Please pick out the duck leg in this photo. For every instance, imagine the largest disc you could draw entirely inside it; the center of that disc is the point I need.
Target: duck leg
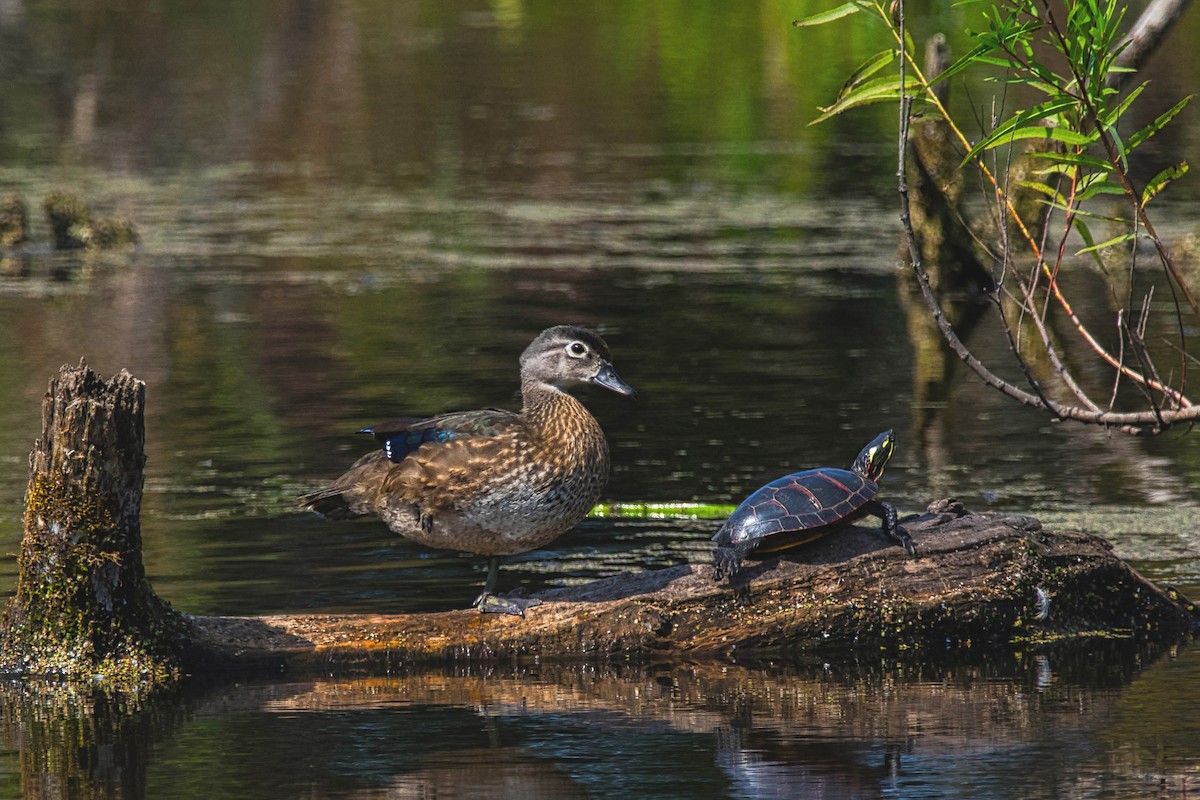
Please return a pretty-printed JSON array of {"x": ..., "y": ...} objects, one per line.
[{"x": 492, "y": 603}]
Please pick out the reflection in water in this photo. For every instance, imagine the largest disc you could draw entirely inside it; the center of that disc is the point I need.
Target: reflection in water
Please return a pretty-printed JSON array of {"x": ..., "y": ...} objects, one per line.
[
  {"x": 1075, "y": 723},
  {"x": 354, "y": 210}
]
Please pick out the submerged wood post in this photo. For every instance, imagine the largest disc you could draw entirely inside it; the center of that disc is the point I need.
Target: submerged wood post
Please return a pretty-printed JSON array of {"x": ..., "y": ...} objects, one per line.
[{"x": 83, "y": 607}]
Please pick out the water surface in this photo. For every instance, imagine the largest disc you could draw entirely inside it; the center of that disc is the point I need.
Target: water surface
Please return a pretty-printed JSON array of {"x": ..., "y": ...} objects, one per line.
[{"x": 352, "y": 211}]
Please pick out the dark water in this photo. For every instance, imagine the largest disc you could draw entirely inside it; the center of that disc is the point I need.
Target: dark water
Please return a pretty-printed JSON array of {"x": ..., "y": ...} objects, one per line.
[{"x": 358, "y": 210}]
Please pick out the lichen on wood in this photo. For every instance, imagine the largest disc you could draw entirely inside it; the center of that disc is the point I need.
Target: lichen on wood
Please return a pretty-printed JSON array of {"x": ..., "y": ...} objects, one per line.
[
  {"x": 83, "y": 607},
  {"x": 978, "y": 582}
]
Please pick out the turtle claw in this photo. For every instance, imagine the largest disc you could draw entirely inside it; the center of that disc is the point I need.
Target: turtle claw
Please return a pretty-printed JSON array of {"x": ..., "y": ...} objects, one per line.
[
  {"x": 726, "y": 563},
  {"x": 490, "y": 603}
]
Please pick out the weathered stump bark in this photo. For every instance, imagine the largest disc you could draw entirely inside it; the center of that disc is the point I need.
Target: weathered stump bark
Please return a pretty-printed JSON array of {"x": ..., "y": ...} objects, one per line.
[
  {"x": 83, "y": 607},
  {"x": 978, "y": 581}
]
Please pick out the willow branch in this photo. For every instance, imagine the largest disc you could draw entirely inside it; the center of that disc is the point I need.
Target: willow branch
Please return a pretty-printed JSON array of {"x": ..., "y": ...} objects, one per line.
[
  {"x": 1138, "y": 422},
  {"x": 1053, "y": 284}
]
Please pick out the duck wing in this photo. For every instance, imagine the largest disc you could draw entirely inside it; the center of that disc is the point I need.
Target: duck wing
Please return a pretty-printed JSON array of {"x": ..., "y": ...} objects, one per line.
[{"x": 403, "y": 435}]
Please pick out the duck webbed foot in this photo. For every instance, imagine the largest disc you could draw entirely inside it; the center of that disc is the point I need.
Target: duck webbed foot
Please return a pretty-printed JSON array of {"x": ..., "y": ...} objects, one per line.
[{"x": 490, "y": 603}]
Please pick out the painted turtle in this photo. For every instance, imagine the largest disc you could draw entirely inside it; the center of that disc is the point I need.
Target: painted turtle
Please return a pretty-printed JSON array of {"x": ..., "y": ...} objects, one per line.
[{"x": 803, "y": 506}]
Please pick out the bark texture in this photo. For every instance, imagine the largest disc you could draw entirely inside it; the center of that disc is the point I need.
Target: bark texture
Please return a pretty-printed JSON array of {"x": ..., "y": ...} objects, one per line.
[
  {"x": 978, "y": 581},
  {"x": 83, "y": 607}
]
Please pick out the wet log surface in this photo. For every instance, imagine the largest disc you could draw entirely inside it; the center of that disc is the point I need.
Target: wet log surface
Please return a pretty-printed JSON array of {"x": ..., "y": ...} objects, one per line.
[{"x": 978, "y": 581}]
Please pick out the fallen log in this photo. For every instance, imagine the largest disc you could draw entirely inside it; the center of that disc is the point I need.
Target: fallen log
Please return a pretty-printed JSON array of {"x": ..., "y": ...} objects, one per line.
[
  {"x": 84, "y": 609},
  {"x": 978, "y": 581}
]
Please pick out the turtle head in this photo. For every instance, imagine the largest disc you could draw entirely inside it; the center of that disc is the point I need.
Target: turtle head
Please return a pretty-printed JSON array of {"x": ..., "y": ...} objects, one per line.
[{"x": 875, "y": 456}]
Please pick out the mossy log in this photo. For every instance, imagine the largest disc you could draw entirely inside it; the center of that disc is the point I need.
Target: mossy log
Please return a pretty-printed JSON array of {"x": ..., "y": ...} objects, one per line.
[
  {"x": 83, "y": 607},
  {"x": 978, "y": 581}
]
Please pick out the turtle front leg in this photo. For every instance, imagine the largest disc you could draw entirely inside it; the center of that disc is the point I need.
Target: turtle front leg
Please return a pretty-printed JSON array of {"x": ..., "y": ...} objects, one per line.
[
  {"x": 727, "y": 560},
  {"x": 892, "y": 529}
]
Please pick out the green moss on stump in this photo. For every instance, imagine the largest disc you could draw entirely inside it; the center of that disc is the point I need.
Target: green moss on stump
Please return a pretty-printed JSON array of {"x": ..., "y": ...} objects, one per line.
[{"x": 83, "y": 608}]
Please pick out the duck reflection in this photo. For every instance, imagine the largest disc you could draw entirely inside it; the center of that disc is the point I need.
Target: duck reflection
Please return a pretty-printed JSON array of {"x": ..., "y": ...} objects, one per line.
[{"x": 581, "y": 731}]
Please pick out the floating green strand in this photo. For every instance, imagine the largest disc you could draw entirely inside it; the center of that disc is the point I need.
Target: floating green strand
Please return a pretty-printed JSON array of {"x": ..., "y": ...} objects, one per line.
[{"x": 661, "y": 511}]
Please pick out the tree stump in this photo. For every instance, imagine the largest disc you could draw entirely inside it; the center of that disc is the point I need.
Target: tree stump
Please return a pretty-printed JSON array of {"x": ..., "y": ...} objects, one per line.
[{"x": 83, "y": 607}]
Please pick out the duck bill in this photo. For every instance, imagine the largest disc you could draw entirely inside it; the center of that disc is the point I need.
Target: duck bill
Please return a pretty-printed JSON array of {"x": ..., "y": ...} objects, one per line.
[{"x": 609, "y": 378}]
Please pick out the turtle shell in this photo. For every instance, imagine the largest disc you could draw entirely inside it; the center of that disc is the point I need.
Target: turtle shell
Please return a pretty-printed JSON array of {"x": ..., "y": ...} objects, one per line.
[{"x": 798, "y": 507}]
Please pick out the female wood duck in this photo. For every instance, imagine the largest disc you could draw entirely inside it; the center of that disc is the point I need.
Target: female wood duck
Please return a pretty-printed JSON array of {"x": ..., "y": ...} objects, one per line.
[{"x": 491, "y": 482}]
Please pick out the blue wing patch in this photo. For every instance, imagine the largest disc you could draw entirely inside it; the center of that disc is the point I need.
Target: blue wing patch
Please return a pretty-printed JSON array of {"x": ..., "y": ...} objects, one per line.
[{"x": 399, "y": 444}]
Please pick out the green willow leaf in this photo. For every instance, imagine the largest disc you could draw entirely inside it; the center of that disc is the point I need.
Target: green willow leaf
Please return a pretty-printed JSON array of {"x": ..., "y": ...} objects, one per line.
[
  {"x": 1157, "y": 125},
  {"x": 1091, "y": 188},
  {"x": 869, "y": 67},
  {"x": 1077, "y": 160},
  {"x": 1003, "y": 132},
  {"x": 1111, "y": 116},
  {"x": 1042, "y": 188},
  {"x": 1057, "y": 134},
  {"x": 871, "y": 91},
  {"x": 1085, "y": 233},
  {"x": 1110, "y": 242},
  {"x": 1159, "y": 181},
  {"x": 833, "y": 14}
]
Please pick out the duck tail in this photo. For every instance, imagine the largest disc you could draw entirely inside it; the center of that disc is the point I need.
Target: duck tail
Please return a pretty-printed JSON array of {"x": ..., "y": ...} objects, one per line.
[
  {"x": 355, "y": 493},
  {"x": 329, "y": 503}
]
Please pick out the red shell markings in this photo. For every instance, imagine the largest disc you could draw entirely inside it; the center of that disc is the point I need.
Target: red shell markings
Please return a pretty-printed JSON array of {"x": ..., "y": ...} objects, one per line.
[{"x": 813, "y": 499}]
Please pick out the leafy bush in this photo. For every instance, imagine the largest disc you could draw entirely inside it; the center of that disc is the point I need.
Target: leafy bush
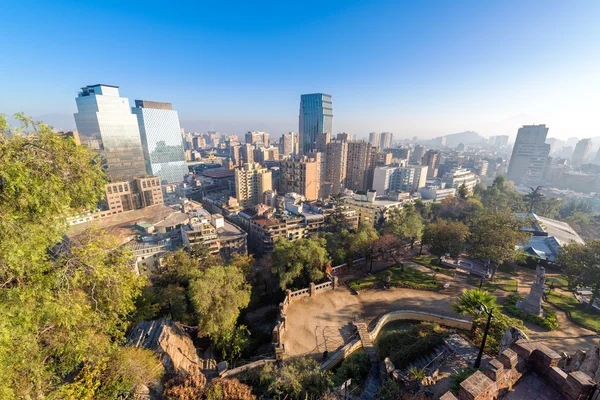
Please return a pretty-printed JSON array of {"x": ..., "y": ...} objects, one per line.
[
  {"x": 458, "y": 377},
  {"x": 355, "y": 367},
  {"x": 549, "y": 321},
  {"x": 300, "y": 379},
  {"x": 407, "y": 346}
]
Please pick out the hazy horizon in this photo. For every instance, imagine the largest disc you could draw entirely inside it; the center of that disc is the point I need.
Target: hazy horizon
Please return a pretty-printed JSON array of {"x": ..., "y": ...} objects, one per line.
[{"x": 412, "y": 69}]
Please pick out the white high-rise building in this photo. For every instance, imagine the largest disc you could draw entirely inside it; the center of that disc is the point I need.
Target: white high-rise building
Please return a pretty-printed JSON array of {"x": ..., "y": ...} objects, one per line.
[
  {"x": 387, "y": 179},
  {"x": 530, "y": 154},
  {"x": 105, "y": 123},
  {"x": 374, "y": 138},
  {"x": 161, "y": 140},
  {"x": 385, "y": 142},
  {"x": 581, "y": 152}
]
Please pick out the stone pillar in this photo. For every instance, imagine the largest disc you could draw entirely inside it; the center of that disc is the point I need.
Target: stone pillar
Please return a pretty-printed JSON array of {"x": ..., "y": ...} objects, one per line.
[{"x": 279, "y": 352}]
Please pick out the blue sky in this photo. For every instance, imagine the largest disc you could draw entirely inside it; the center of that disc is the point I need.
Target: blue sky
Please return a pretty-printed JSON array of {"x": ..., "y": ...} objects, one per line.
[{"x": 413, "y": 68}]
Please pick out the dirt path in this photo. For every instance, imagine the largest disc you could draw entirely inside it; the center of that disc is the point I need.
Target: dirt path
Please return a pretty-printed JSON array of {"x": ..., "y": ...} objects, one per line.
[{"x": 324, "y": 322}]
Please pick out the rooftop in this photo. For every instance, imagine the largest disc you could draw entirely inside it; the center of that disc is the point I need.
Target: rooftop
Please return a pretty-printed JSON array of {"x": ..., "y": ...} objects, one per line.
[
  {"x": 218, "y": 173},
  {"x": 560, "y": 230}
]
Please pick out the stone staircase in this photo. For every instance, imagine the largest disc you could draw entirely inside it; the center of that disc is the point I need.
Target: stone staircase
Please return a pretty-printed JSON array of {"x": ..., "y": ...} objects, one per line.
[
  {"x": 424, "y": 361},
  {"x": 365, "y": 338},
  {"x": 374, "y": 381}
]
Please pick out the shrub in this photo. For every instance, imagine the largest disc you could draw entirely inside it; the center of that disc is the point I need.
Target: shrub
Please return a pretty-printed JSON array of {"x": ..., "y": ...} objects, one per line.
[
  {"x": 404, "y": 347},
  {"x": 355, "y": 367},
  {"x": 549, "y": 321},
  {"x": 298, "y": 379},
  {"x": 458, "y": 377}
]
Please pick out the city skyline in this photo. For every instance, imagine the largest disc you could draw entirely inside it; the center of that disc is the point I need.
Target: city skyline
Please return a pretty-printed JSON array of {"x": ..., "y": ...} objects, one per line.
[{"x": 405, "y": 77}]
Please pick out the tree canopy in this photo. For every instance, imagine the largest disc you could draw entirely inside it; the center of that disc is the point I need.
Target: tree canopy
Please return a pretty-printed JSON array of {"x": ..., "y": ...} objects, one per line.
[
  {"x": 62, "y": 308},
  {"x": 297, "y": 263},
  {"x": 494, "y": 237},
  {"x": 446, "y": 237},
  {"x": 218, "y": 295},
  {"x": 582, "y": 266},
  {"x": 404, "y": 223}
]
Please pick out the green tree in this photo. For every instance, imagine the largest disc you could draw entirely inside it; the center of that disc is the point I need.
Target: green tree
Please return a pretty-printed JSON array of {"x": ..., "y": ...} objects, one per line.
[
  {"x": 361, "y": 243},
  {"x": 446, "y": 237},
  {"x": 114, "y": 377},
  {"x": 582, "y": 266},
  {"x": 462, "y": 192},
  {"x": 337, "y": 245},
  {"x": 494, "y": 237},
  {"x": 218, "y": 295},
  {"x": 534, "y": 198},
  {"x": 468, "y": 302},
  {"x": 202, "y": 253},
  {"x": 232, "y": 343},
  {"x": 245, "y": 262},
  {"x": 299, "y": 379},
  {"x": 60, "y": 306},
  {"x": 297, "y": 263},
  {"x": 405, "y": 223},
  {"x": 502, "y": 196}
]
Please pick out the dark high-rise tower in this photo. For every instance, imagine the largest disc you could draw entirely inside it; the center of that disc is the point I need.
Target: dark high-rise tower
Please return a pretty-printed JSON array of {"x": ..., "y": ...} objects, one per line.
[
  {"x": 105, "y": 123},
  {"x": 316, "y": 117}
]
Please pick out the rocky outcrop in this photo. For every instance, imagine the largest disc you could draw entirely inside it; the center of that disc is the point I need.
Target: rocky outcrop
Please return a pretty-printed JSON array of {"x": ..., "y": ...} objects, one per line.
[
  {"x": 167, "y": 338},
  {"x": 587, "y": 362}
]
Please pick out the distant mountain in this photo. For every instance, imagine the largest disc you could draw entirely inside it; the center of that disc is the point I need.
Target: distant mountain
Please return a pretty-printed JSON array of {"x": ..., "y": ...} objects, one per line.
[{"x": 466, "y": 138}]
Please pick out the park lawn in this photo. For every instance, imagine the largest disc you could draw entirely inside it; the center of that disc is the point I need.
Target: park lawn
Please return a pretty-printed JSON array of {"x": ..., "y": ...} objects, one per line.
[
  {"x": 558, "y": 281},
  {"x": 432, "y": 262},
  {"x": 508, "y": 285},
  {"x": 588, "y": 318},
  {"x": 410, "y": 277}
]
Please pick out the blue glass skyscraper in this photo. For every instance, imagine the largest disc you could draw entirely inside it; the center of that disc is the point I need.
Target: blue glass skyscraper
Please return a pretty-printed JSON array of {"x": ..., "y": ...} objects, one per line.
[
  {"x": 161, "y": 140},
  {"x": 316, "y": 117}
]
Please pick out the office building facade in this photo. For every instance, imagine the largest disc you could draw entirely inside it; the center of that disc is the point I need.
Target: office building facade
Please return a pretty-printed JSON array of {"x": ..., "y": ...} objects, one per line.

Short exercise
Print the line containing "Please pick out the blue glass" and every line after it to the end of the records above, exactly as written, and nothing else.

Completed task
Please pick out the blue glass skyscraper in this photo. For every instance, imagine the largest disc you could draw entirely inside it; the center of that disc is the point I need.
Target: blue glass skyscraper
Please return a pretty-printed JSON array of {"x": ..., "y": ...} objects, one per line.
[
  {"x": 161, "y": 140},
  {"x": 316, "y": 117}
]
Please pick out the office building facade in this photo. For every instance, imagine the largest disc you could draw entirely inside it; the center of that disc is the point I need.
Target: office building facade
Please return a pretty-printed JSON array of {"x": ..., "y": ...} objects, one per line.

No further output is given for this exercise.